WORK TO BE COMPLETED:
Write out all the data again, exactly.

----- INPUT RECORDS

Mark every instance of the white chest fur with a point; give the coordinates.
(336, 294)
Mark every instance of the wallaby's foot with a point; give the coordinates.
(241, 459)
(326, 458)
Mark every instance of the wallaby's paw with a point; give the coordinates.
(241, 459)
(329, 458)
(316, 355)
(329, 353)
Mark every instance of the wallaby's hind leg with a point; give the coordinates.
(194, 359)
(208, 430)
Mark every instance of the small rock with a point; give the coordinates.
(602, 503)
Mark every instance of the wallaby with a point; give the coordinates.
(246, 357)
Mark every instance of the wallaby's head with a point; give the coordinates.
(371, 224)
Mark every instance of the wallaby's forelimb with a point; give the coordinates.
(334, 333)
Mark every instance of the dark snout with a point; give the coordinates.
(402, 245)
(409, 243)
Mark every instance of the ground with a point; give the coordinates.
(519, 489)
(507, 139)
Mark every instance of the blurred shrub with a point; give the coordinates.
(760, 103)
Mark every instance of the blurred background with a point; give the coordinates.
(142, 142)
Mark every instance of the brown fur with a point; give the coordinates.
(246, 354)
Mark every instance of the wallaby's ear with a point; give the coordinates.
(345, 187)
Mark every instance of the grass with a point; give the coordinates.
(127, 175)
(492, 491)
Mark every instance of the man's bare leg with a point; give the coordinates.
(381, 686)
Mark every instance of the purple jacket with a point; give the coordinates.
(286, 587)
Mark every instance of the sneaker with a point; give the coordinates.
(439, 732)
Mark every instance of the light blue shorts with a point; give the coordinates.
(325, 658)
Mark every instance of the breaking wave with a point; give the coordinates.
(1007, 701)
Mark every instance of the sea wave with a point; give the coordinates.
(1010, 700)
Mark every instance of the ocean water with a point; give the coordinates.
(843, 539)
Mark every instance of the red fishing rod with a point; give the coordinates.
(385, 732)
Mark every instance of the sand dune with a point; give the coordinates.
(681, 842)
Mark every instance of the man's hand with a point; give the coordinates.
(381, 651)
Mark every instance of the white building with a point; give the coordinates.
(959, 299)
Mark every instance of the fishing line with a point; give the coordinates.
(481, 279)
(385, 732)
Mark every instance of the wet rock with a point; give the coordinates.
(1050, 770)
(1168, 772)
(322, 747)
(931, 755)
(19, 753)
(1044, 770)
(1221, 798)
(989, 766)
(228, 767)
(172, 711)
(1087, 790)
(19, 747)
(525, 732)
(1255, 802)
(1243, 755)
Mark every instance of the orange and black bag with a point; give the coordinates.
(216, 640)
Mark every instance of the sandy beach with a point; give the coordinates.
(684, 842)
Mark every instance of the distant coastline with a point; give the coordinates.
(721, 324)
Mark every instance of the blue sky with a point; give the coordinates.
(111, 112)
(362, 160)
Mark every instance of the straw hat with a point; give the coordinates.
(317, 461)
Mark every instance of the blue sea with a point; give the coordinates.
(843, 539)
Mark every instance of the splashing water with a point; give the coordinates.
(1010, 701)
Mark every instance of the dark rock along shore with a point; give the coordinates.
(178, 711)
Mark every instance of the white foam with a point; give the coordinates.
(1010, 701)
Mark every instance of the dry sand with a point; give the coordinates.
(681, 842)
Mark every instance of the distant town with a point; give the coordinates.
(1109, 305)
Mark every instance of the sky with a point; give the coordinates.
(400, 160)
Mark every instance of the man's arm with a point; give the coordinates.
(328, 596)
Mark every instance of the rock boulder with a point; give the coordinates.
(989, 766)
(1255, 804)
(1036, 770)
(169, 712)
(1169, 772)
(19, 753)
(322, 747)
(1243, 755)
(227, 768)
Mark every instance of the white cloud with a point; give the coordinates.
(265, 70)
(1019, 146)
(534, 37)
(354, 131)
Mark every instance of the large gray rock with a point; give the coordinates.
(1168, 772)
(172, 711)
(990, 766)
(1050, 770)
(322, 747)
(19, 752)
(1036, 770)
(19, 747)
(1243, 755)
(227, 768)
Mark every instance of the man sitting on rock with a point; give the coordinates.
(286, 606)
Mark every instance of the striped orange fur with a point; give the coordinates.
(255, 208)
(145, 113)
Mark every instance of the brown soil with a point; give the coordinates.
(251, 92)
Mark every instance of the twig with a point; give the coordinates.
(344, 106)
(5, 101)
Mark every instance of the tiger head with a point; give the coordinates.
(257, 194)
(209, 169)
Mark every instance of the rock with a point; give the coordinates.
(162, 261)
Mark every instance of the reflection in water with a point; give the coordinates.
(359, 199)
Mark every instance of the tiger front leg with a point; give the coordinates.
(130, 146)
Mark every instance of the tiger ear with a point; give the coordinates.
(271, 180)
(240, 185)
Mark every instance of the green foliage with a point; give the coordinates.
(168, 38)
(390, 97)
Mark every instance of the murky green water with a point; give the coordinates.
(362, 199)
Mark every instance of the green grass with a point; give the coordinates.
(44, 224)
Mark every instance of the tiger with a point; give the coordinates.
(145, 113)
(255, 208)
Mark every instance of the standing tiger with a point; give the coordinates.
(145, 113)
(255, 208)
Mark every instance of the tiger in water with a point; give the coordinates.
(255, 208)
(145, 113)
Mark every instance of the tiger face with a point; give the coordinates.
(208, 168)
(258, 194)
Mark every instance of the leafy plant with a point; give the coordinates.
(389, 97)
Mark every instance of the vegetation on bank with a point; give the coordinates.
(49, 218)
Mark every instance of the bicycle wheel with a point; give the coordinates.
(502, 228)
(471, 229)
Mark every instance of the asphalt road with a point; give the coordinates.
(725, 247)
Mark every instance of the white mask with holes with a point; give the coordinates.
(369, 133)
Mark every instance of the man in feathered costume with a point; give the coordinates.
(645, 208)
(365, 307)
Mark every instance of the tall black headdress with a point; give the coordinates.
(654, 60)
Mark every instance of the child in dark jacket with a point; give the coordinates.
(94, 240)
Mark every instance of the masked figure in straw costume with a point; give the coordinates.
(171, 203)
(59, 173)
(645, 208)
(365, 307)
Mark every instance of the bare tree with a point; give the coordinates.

----------

THE COMPLETED TASK:
Mark every instance of the white chest fur with a point; give the coordinates.
(336, 294)
Mark every instance of the wallaby's foot with a point; give the coordinates.
(241, 459)
(326, 458)
Mark every instance of the wallaby's paw with a point; give the coordinates.
(241, 459)
(329, 458)
(316, 355)
(329, 353)
Mark every instance of the wallaby's hind leg with a point; give the coordinates.
(194, 359)
(208, 430)
Mark every instance of the small rock with a point; give the coordinates.
(602, 503)
Mark every instance of the wallaby with a point; give the coordinates.
(246, 357)
Mark every instance of the wallaby's head with a point; give the coordinates.
(371, 224)
Mark every instance of the wallaby's forelimb with a point; give the coordinates.
(334, 333)
Mark every instance of the dark snout with a point; give the coordinates.
(402, 245)
(409, 243)
Mark every instance of the ground with a point; give the coordinates.
(519, 489)
(507, 139)
Mark every instance of the blurred shrub with a point; give the coordinates.
(760, 103)
Mark every instance of the blurred background with a point; give the coordinates.
(142, 142)
Mark every instance of the brown fur with a point; give the coordinates.
(246, 354)
Mark every instance of the wallaby's ear with a point; give the coordinates.
(345, 187)
Mark every instance of the grass with a point; give the coordinates.
(127, 175)
(492, 491)
Mark every instance of the man's bare leg with a point; give the coordinates.
(381, 686)
Mark every instance of the purple jacket with a point; give the coordinates.
(286, 587)
Mark every instance of the sneaker with a point; give the coordinates.
(439, 732)
Mark every instance of the light blue shorts with a point; give the coordinates.
(325, 658)
Mark every instance of the breaking wave with a point; give the coordinates.
(1007, 701)
Mark every instance of the sea wave with a point; give the coordinates.
(1010, 700)
Mark every instance of the ocean water with a point; give the coordinates.
(843, 539)
Mark every instance of the red fishing rod with a point; give the coordinates.
(385, 732)
Mark every instance of the sand dune with a point; give the coordinates.
(681, 842)
Mark every instance of the man's hand with a point; give the coordinates.
(381, 651)
Mark every instance of the white building with a point; give the coordinates.
(959, 299)
Mark every instance of the fishing line with a point; give the coordinates.
(481, 279)
(385, 732)
Mark every instance of the wet rock with a point; give the coordinates.
(1050, 770)
(1168, 772)
(322, 747)
(931, 755)
(19, 753)
(1044, 770)
(1221, 798)
(989, 766)
(228, 767)
(172, 711)
(1087, 790)
(19, 747)
(525, 732)
(1255, 802)
(1243, 755)
Mark every instance of the orange and black bag with a point; give the coordinates.
(216, 640)
Mark every instance of the sandy beach with a point; give the coordinates.
(684, 842)
Mark every instance of the distant coastline with a point; give the coordinates.
(721, 324)
Mark every instance of the blue sky with a point; give the coordinates.
(111, 112)
(362, 160)
Mark every instance of the straw hat with a point; give the coordinates.
(317, 461)
Mark every instance of the blue sea with a point; give the coordinates.
(843, 539)
Mark every instance of the splashing water with a point; give the coordinates.
(1010, 701)
Mark every instance of the dark rock along shore with a point; give the coordinates.
(178, 711)
Mark every instance of the white foam with a point; give the coordinates.
(1010, 701)
Mark every instance of the dry sand with a point; give the coordinates.
(681, 842)
Mark every instance of the distant town with a point; give the coordinates.
(1109, 305)
Mark every instance of the sky with a point; give the coordinates.
(400, 160)
Mark every instance of the man's arm with a point; give the coordinates.
(328, 596)
Mark every instance of the rock boulder with a point; give the coordinates.
(989, 766)
(1255, 804)
(1036, 770)
(169, 712)
(1169, 772)
(19, 753)
(322, 747)
(1243, 755)
(227, 768)
Mark every instance of the white cloud with a point; give the coordinates.
(265, 70)
(1019, 146)
(534, 37)
(354, 131)
Mark every instance of the large gray rock with a point; give the coordinates.
(1168, 772)
(172, 711)
(990, 766)
(1050, 770)
(322, 747)
(19, 752)
(1036, 770)
(19, 747)
(1243, 755)
(227, 768)
Mark every instance of the man sitting on rock with a point; give the coordinates.
(286, 606)
Mark every instance of the striped orange fur with a point; give the coordinates.
(255, 208)
(145, 113)
Mark every instance of the brown soil with a point; give the coordinates.
(251, 92)
Mark every instance of the twig with a point; give the coordinates.
(344, 106)
(5, 101)
Mark every instance of the tiger head with a point; give the coordinates.
(257, 194)
(209, 169)
Mark every instance of the rock with a point; give the coordinates.
(162, 261)
Mark every instance of the reflection in water with a point; give the coordinates.
(359, 199)
Mark every instance of the tiger front leg with a point; give the coordinates.
(130, 146)
Mark every instance of the tiger ear with a point; give the coordinates.
(271, 180)
(240, 185)
Mark every instance of the green foliage with a point; give the coordinates.
(168, 38)
(390, 97)
Mark every instance of the murky green water with a point; give the coordinates.
(362, 199)
Mark every instance of the green grass with a point; give the coordinates.
(44, 224)
Mark every instance of the tiger with a point; give the coordinates.
(145, 113)
(255, 208)
Mark every instance of the standing tiger with a point; give the coordinates.
(145, 113)
(255, 208)
Mark every instance of the tiger in water with a point; give the coordinates.
(255, 208)
(145, 113)
Mark every instance of the tiger face with a point; give the coordinates.
(208, 168)
(258, 194)
Mark every instance of the leafy plant with a point; give the coordinates.
(389, 97)
Mark every instance of the vegetation on bank with a point; give the coordinates.
(49, 218)
Mark every instance of the bicycle wheel with a point; give the coordinates.
(502, 228)
(471, 229)
Mark every instance of the asphalt road with a point; give the coordinates.
(725, 247)
Mark every instance of the white mask with holes with a point; give the coordinates.
(369, 133)
Mark every instance of the man in feathered costume with a point; give the coordinates.
(645, 208)
(365, 307)
Mark every instance of the tall black headdress with a point; give the coordinates.
(654, 60)
Mark every instance of the child in dark jacket with a point; give the coordinates.
(94, 240)
Mark every instance of the masked figure in straw costume with a point; give the coordinates.
(171, 203)
(59, 173)
(645, 208)
(365, 307)
Mark every instance of the bare tree with a point; give the coordinates.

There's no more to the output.